STATED PROBLEM | Reproduce the records below exactly as they appear.

EXTRACTED INFORMATION |
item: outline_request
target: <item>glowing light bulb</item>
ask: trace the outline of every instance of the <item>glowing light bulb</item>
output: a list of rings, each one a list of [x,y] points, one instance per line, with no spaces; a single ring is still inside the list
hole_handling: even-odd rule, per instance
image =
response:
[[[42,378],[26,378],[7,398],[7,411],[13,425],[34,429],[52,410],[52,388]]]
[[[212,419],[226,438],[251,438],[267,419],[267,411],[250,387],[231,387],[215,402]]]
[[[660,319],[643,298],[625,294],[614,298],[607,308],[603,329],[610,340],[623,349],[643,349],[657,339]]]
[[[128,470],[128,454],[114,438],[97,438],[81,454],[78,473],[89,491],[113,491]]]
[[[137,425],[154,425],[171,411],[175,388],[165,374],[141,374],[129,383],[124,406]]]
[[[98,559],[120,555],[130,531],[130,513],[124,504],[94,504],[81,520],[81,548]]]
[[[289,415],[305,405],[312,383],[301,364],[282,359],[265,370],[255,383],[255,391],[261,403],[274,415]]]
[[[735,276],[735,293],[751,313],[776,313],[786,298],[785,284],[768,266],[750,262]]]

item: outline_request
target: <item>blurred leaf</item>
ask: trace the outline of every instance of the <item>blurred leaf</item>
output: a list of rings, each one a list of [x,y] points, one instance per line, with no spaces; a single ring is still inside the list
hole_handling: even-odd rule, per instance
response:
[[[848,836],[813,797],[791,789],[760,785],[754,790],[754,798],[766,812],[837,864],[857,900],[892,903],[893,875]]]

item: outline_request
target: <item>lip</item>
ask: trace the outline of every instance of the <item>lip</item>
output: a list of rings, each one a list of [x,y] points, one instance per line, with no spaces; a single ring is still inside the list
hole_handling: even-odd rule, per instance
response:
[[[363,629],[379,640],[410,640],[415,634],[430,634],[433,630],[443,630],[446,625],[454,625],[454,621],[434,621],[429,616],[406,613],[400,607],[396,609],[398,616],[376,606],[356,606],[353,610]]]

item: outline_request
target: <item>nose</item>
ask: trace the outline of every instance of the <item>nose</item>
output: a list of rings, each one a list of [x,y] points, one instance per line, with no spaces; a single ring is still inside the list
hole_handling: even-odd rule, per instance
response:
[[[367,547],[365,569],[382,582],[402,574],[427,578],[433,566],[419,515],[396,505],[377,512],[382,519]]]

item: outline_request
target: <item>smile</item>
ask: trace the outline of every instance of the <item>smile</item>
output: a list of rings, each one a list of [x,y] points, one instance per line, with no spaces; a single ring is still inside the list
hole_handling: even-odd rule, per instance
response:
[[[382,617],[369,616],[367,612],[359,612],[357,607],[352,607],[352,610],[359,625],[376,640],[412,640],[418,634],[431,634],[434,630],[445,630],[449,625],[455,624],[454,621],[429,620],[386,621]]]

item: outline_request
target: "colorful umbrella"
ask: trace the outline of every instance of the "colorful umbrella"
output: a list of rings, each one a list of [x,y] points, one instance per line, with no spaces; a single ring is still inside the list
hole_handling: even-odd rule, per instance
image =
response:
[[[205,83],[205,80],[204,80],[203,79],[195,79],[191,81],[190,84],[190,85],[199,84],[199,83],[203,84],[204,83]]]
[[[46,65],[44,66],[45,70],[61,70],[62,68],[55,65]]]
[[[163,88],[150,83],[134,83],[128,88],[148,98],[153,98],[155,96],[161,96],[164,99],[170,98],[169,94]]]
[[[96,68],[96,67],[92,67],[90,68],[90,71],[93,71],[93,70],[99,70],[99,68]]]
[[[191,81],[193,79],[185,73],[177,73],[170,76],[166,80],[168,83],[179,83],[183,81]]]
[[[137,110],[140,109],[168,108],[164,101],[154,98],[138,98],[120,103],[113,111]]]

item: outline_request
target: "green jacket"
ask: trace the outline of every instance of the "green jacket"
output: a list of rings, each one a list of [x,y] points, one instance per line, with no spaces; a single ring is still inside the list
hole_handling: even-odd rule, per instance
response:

OUTPUT FOR THIS EXERCISE |
item: outline_request
target: <item>glowing light bulb</item>
ask: trace the outline of every instance of the <item>glowing light bulb</item>
output: a list of rings, each one a list of [x,y] points, one instance per line, with no spaces; a single ring is still inside the list
hole_handling: even-odd rule, per instance
image =
response:
[[[42,378],[26,378],[7,398],[7,411],[13,425],[34,429],[52,410],[52,388]]]
[[[212,419],[226,438],[251,438],[267,419],[267,411],[250,387],[231,387],[215,402]]]
[[[660,319],[643,298],[625,294],[614,298],[607,308],[603,329],[610,340],[623,349],[643,349],[657,339]]]
[[[128,470],[128,454],[114,438],[97,438],[81,454],[78,473],[89,491],[113,491]]]
[[[137,425],[154,425],[171,411],[175,388],[165,374],[141,374],[129,383],[124,406]]]
[[[98,559],[120,555],[130,531],[130,513],[124,504],[94,504],[81,520],[81,548]]]
[[[289,415],[305,405],[312,383],[301,364],[282,359],[265,370],[255,383],[255,391],[261,403],[274,415]]]
[[[735,276],[735,293],[751,313],[776,313],[786,298],[785,284],[768,266],[750,262]]]

item: outline_request
target: <item>blurred leaf</item>
ask: trace the outline of every instance of the <item>blurred leaf</item>
output: a list of rings, each one a list of [x,y] points, one instance per line, with no spaces; a single ring is still inside the list
hole_handling: even-odd rule, per instance
response:
[[[848,836],[813,797],[791,789],[760,785],[754,790],[754,798],[766,812],[837,864],[857,900],[892,903],[893,875]]]

item: outline_request
target: <item>lip</item>
ask: trace the outline of every instance of the <item>lip</item>
output: a list of rings, each one a list of [x,y] points, one instance per line, with no spaces; a single ring is still inside the list
hole_handling: even-odd rule, per instance
response:
[[[363,629],[379,640],[410,640],[415,634],[430,634],[433,630],[443,630],[446,625],[454,625],[454,621],[434,621],[429,616],[406,613],[400,607],[396,609],[398,616],[376,606],[356,606],[353,610]]]

item: outline_request
target: <item>nose</item>
ask: trace the outline of every instance of the <item>nose</item>
output: a list of rings, each one a list of [x,y] points, one instance per line, with no spaces; a single ring is still inside the list
hole_handling: even-odd rule, per instance
response:
[[[367,547],[365,569],[382,582],[402,574],[427,578],[433,566],[419,515],[396,505],[377,512],[382,519]]]

item: outline_request
target: <item>smile</item>
ask: trace the outline of every instance of the <item>smile</item>
output: a list of rings, each one a list of [x,y] points, one instance per line, with no spaces; a single ring is still inside the list
hole_handling: even-odd rule, per instance
response:
[[[382,617],[369,616],[367,612],[359,612],[357,607],[352,607],[352,610],[359,625],[376,640],[412,640],[418,634],[431,634],[434,630],[445,630],[449,625],[455,624],[454,621],[429,620],[386,621]]]

item: outline_request
target: "colorful umbrella"
ask: trace the outline of every instance of the "colorful umbrella"
output: a list of rings, each one a list of [x,y] points, one instance per line, with no spaces; a single ring is still inside the list
hole_handling: even-odd rule, per instance
image =
response:
[[[205,83],[205,80],[204,80],[203,79],[195,79],[191,81],[190,84],[190,85],[199,84],[199,83],[203,84],[204,83]]]
[[[46,65],[44,66],[45,70],[61,70],[62,68],[55,65]]]
[[[163,88],[150,83],[134,83],[128,88],[148,98],[153,98],[155,96],[161,96],[164,99],[170,98],[169,94]]]
[[[96,68],[96,67],[92,67],[90,68],[90,71],[93,71],[93,70],[99,70],[99,68]]]
[[[191,81],[193,79],[185,73],[177,73],[170,76],[166,80],[168,83],[179,83],[183,81]]]
[[[137,110],[140,109],[168,108],[164,101],[154,98],[138,98],[120,103],[113,111]]]

item: outline_request
target: "green jacket"
ask: trace the outline of every instance of the "green jacket"
output: a list of rings, each one a list of [x,y] points, one instance per line, with no spaces; a single ring is still inside the list
hole_handling: even-odd rule, per instance
response:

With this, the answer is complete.